■ Information
*** Begin section ***
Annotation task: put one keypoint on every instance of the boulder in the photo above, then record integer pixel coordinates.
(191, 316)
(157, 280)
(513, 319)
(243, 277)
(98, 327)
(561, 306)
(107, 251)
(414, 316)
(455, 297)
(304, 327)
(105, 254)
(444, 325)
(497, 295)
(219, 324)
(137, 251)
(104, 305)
*** End section ***
■ Your goal
Each line of the listing is to be repeated exactly.

■ Response to the task
Annotation task: put one keypoint on every instance of the boulder in the photo above, then record integer pixel coordinates.
(191, 316)
(157, 280)
(513, 319)
(243, 277)
(98, 327)
(561, 306)
(107, 251)
(414, 316)
(455, 297)
(304, 327)
(105, 254)
(444, 325)
(497, 295)
(219, 324)
(137, 251)
(104, 305)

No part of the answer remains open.